═════ Extrait
|
|
|
|
|
Altamusica |
Yannick MILLON |
|
Verdi: Don Carlo, Salzburger Festspiele, 28. August 2013
|
|
Un Don Carlo d’orchestre
|
|
Alexander Pereira a l’art de ménager la chèvre et le chou : entre le Gawain
d’Alvis Hermanis et ce Don Carlo de Peter Stein, le directeur de Salzbourg
s’essaie au grand écart. Sur le papier, ce grand Verdi programmé pour le
bicentenaire de la naissance du compositeur avait tout pour plaire. Et pour
faire le plein cet été où les rangées clairsemées sont devenues légion.
Pourtant, on reste perplexe devant un spectacle qui dans une belle
scénographie sombre à tout moment dans la convention opératique la plus
datée et les poses stéréotypées. D’une fidélité absolue au livret,
constamment lisible, la mise en scène, qui ne dit rien sur des personnages
archétypaux, reste malheureusement d’un insondable ennui.
Les levers
de rideau sont d’un bel impact, souvent dans le format cinémascope typique
des années Karajan, comme cette scène du travestissement avec éclairages
bleutés, jolis lampions et tissus vaporeux, mais sur la durée, l’œil se
lasse de la fixité des décors et de personnages livrés à eux-mêmes – la
panoplie de l’Inquisiteur en vieux croûton tremblotant.
La lisibilité
de l’action tient d’ailleurs bien autant au choix de donner la partition
sans la moindre coupure – à l’exception du ballet –, soit presque quatre
heures de musique. Avec des passages d’ordinaire jamais réintégrés, comme le
premier chœur de lamentation de l’acte de Fontainebleau, la déploration
façon Lacrymosa de Philippe II sur la dépouille de Posa, la fin pianissimo,
ainsi que tous les deuxièmes couplets des airs et les duos in extenso.
Par chance, le maître d’œuvre de cette exhaustivité est un Antonio
Pappano qu’on n’avait jamais entendu aussi engagé, d’une poigne, d’une
gestion des contrastes de la dramaturgie absolument grisantes, entre phrasés
superbement étirés, galbe des courbes lyriques et tranchant des accords
abrupts des pages dramatiques.
Le Philharmonique de Vienne endosse
ses plus beaux atours : cordes de rêve, fines et aiguisées, fiévreuses et
amples – jusqu’à un violoncelle solo de Robert Nagy laissant la salle
suspendue à ses accès de désespoir –, cuivres millimétrés, coupants juste le
nécessaire, et bois en apesanteur.
══════════
Exercice écrit 1 >>
Indiquez par oui ou par non si chaque affirmation concorde avec la critique du Don Carlo de Salzbourg, et citez les mots décisifs. (a) La partition est jouée intégralement, ballet compris. (b) La mise en scène respecte fidèlement le livret. (c) Le violoncelle solo est tenu par Robert Nagy.
Exercice écrit 2 >>
Poursuivez la critique du Don Carlo de Salzbourg après sa dernière phrase.
═════ Données affichées
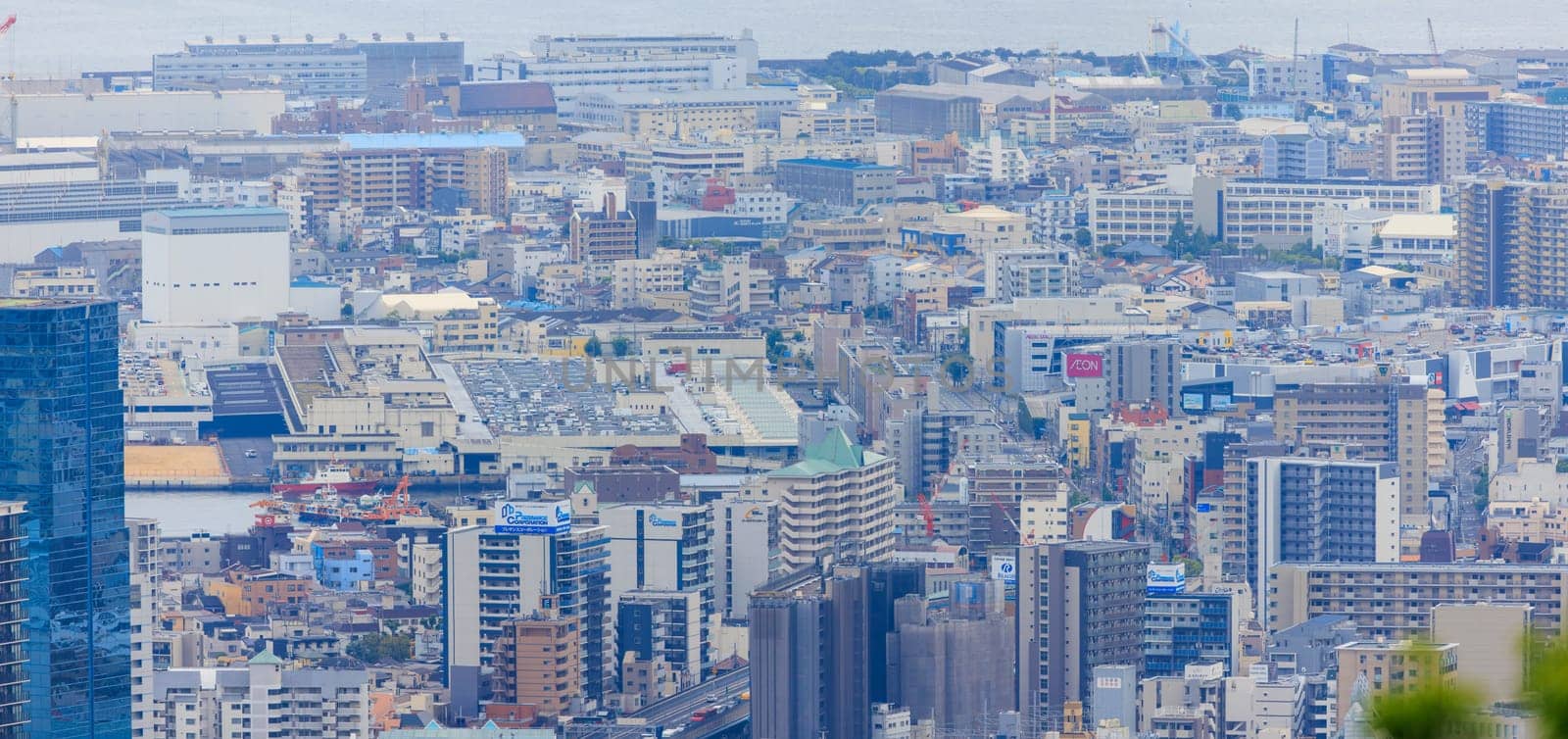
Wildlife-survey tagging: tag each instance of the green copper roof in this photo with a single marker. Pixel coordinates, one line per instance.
(833, 454)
══════════
Réponse 1 >>
(a) Non : « sans la moindre coupure – à l’exception du ballet – ».
(b) Oui : « D’une fidélité absolue au livret ».
(c) Oui : « jusqu’à un violoncelle solo de Robert Nagy ».

Réponse 2 >>
Heureusement que la fosse porte à
ce point la représentation, car la distribution porte les stigmates de notre
temps, où les Italiens se sont depuis longtemps laissés déposséder de leur
patrimoine opératique. Pas un chanteur transalpin au secours de ce plateau
qui manquera constamment de brillant, sentiment renforcé par les deux
répliques de Benjamin Bernheim en Comte de Lerma et Héraut du Roi, d’une
accroche insolente qu’on n’entendra plus de l’après-midi.
Jonas
Kaufmann fait un Infant indolent, victime du destin, ne se révoltant qu’in
extremis. Pas très jeune de timbre à Fontainebleau, un peu somnolent jusqu’à
l’autodafé, il expose enfin un troisième registre magnifique et libère ses
moyens phénoménaux devant le cadavre de Posa. On l’avait imaginé plus
flamboyant d’emblée, mais il n’est que 13h lorsque débute cette ultime
représentation.
Anja Harteros, qui ne manque pas d’intentions, bute
sur un instrument désespérément sec, dur dans la pleine voix, Elisabetta
très raide, sauf étrangement lorsqu’elle annonce à Eboli qu’elle est bannie
de la cour. La princesse est tenue par une Ekaterina Semenchuk solide, d’une
typologie vocale trop ambiguë, ni beau timbre latin, ni ampleur à la russe,
et manque au final d’une vraie énergie de la jalousie.
Toujours dans
le circuit alors qu’il n’est plus capable d’aligner deux sons corrects
depuis quinze ans, Robert Lloyd n’est plus qu’un brontosaure enrhumé en
Frate. Quant à Thomas Hampson, dont la voix élimée très tôt n’est finalement
pas plus abîmée que dans la production de Wernicke in loco il y a douze ans,
on reste partagé face à son personnage altier, belle présence mais voix
grise, qui tentera vainement de rejoindre Kaufmann sur le sol aigu de leur
duo.
La plus grande déception vient toutefois du Philippe II de Matti
Salminen, musical mais arrivant dix ans trop tard, épuisé, à bout de souffle
et de timbre et plus exotique encore de couleur que son entourage. On
voulait pourtant croire au pari d’Alexander Pereira, qui avait réussi à le
faire accepter par un Pappano a priori sceptique.
Le Grand
Inquisiteur au grave superbement noyauté d’Eric Halfvarson tient le choc
face aux déflagrations orchestrales, tandis que la Voce del cielo en rai de
lumière de Kiandra Howarth, le Tebaldo presque inaudible de Maria Celeng et
des chœurs inintelligibles et manquant parfois d’impact complètent l’équipe
pour le moins inégale de ce Don Carlo d’orchestre.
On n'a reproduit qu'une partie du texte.